Problem to solve:
Reproduce the listing from the line with "the curly brown" up to and including its final line, requests included. Multiply every point coordinate in the answers by 2.3 and round each result to the nearest whole number, rounding halves up.

Provided entries:
— Start —

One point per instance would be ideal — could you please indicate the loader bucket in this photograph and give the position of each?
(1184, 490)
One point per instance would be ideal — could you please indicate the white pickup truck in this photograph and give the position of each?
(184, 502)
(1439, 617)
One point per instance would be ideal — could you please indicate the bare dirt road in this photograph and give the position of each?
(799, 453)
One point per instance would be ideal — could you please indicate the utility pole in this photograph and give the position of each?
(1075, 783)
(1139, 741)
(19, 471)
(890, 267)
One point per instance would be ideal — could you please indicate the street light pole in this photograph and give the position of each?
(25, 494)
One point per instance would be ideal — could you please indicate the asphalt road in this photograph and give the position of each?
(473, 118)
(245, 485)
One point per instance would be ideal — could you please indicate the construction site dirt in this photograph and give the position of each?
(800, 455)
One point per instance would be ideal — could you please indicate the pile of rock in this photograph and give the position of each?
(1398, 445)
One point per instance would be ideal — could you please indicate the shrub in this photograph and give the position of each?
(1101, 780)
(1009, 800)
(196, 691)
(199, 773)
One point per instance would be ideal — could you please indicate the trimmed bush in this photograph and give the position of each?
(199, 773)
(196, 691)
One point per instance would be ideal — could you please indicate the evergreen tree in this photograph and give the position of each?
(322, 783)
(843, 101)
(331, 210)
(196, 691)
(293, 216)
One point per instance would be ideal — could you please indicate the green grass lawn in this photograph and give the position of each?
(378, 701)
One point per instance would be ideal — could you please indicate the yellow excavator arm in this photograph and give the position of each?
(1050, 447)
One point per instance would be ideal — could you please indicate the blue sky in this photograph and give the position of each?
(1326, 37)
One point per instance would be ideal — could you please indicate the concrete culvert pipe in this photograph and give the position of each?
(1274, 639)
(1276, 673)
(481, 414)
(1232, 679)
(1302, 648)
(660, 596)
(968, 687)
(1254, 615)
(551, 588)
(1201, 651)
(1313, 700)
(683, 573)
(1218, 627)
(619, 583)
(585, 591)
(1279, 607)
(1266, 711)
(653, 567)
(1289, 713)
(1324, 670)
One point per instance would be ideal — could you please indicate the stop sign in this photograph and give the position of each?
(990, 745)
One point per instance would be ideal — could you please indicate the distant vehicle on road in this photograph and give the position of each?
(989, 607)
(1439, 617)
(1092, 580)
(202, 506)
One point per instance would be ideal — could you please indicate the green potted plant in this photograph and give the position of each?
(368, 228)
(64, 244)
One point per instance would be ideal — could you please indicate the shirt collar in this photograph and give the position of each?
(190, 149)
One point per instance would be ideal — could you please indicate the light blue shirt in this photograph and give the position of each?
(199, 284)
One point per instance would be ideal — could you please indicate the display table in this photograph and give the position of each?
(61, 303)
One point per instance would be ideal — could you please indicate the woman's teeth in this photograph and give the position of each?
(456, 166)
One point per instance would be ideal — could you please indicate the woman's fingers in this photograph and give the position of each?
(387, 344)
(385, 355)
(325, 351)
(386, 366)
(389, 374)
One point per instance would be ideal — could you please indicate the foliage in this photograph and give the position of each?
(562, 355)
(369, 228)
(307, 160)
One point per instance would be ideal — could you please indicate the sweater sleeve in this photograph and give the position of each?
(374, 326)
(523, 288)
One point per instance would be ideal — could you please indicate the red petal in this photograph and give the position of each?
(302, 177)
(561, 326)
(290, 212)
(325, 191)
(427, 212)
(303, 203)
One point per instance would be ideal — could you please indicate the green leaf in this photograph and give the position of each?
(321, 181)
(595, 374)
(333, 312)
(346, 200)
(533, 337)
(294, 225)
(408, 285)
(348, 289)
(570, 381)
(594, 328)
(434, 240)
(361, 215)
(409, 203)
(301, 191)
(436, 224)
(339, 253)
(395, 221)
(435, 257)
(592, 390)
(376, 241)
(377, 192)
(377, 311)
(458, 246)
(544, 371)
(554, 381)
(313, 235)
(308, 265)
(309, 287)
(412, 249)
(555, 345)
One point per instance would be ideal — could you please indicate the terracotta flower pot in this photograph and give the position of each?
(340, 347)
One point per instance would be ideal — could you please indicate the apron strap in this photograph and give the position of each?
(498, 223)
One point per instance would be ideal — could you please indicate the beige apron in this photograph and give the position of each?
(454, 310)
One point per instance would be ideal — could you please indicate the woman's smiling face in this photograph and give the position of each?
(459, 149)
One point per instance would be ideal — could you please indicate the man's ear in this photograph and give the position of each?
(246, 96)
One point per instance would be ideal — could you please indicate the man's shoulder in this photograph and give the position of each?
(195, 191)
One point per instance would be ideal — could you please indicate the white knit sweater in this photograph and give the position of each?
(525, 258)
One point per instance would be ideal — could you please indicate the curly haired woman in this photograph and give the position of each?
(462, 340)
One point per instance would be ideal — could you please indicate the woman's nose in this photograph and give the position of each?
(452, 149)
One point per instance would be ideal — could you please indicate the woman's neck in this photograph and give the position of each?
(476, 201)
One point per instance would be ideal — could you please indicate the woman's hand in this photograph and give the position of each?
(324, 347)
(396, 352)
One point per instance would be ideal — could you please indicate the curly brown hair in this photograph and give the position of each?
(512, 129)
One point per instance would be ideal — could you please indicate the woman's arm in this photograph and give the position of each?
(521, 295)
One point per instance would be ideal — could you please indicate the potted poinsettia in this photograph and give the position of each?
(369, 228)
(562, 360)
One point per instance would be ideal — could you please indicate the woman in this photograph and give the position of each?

— End —

Complete answer:
One point per instance would be ideal — could you please indicate the curly brown hair in this photograph and give the position of each?
(1178, 297)
One point per instance would be ideal — could you please indicate the woman's arm in this photograph and give the position of each?
(1198, 679)
One point per instance would be ideal — could you please indicate the potted poinsettia in this photograph and give the position of each?
(849, 524)
(1293, 828)
One point per instance would be ideal — could you please indicate the woman in this photograph and give the position of each?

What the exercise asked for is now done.